--- BEGIN DATA SUPPLIED ---

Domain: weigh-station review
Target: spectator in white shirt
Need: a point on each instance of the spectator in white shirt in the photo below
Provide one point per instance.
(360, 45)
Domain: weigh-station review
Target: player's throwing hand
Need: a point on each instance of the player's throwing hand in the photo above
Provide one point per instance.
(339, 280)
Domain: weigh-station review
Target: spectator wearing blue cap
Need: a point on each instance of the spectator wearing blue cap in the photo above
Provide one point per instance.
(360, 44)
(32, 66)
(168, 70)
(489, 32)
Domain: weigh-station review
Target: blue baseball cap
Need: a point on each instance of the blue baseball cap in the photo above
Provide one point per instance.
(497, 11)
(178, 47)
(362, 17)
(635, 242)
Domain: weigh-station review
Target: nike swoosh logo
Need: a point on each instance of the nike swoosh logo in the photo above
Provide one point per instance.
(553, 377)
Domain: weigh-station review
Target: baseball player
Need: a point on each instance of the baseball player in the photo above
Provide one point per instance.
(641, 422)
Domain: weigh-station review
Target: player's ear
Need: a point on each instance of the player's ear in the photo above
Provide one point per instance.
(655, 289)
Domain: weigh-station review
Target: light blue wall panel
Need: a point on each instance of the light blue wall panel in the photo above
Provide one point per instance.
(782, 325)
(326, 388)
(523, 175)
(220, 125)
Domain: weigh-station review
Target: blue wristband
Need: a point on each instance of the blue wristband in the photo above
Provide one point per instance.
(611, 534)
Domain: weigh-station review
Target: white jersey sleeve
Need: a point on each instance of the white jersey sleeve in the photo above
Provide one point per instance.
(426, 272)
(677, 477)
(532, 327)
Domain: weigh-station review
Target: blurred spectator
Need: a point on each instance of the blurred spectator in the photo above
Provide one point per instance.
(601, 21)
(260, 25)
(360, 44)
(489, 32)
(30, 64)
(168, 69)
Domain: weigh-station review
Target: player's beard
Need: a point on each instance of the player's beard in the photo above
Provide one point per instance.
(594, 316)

--- END DATA SUPPLIED ---

* [THE PROBLEM]
Exactly as written, please output every entry.

* [TASK ANSWER]
Domain: weigh-station review
Target: spectator in white shirt
Need: a point on each instance of the spectator in white shirt in the photo below
Provide one point per instance.
(360, 45)
Domain: weigh-station review
Target: player's throwing hand
Need: a point on each instance of the player's throwing hand in the photo above
Provide one point per instance.
(339, 280)
Domain: weigh-station review
Target: spectator wearing blue cap
Need: a point on each instance of the spectator wearing blue cap in the photo above
Provide one point per instance.
(360, 44)
(32, 66)
(168, 70)
(489, 32)
Domain: weigh-station review
Target: blue baseball cap
Need: a point on each instance of the blue baseball cap in the photo above
Provide one point per instance.
(497, 11)
(178, 47)
(362, 17)
(635, 242)
Domain: weigh-station review
Target: nike swoosh logo
Need: a point on each instance of the nike swoosh logo in the photo above
Provide one point per instance.
(553, 377)
Domain: weigh-station review
Target: baseball player
Need: a point on each instance of the baseball player in the photo above
Provide one point per instance.
(641, 422)
Domain: weigh-station review
Target: player's ear
Need: a point on each instance of the player's ear in the photo above
Provide one point per instance.
(655, 289)
Domain: weigh-station review
Target: light blue wall panel
Need: a point on each instance of the light blue wall panel in the photo above
Provide one point per instance.
(782, 325)
(326, 388)
(523, 175)
(220, 125)
Domain: weigh-station review
Target: blue wristband
Need: a point on each instance of the blue wristband in the photo above
Provide one point per instance.
(611, 534)
Domain: weigh-station review
Target: white jersey sleeve
Need: a point on each instance of the white jersey sleeve in the photo above
Provide one point per instance.
(426, 272)
(677, 477)
(532, 327)
Domain: weigh-station review
Target: blurred spectator
Need: a point on each instance of the blurred spectator in the photo above
Provide one point per instance.
(601, 21)
(260, 25)
(360, 44)
(489, 32)
(30, 64)
(168, 69)
Domain: weigh-station review
Target: player's beard
Need: a point on each instance of the player's beard in the photo above
Provide one point per instance.
(594, 316)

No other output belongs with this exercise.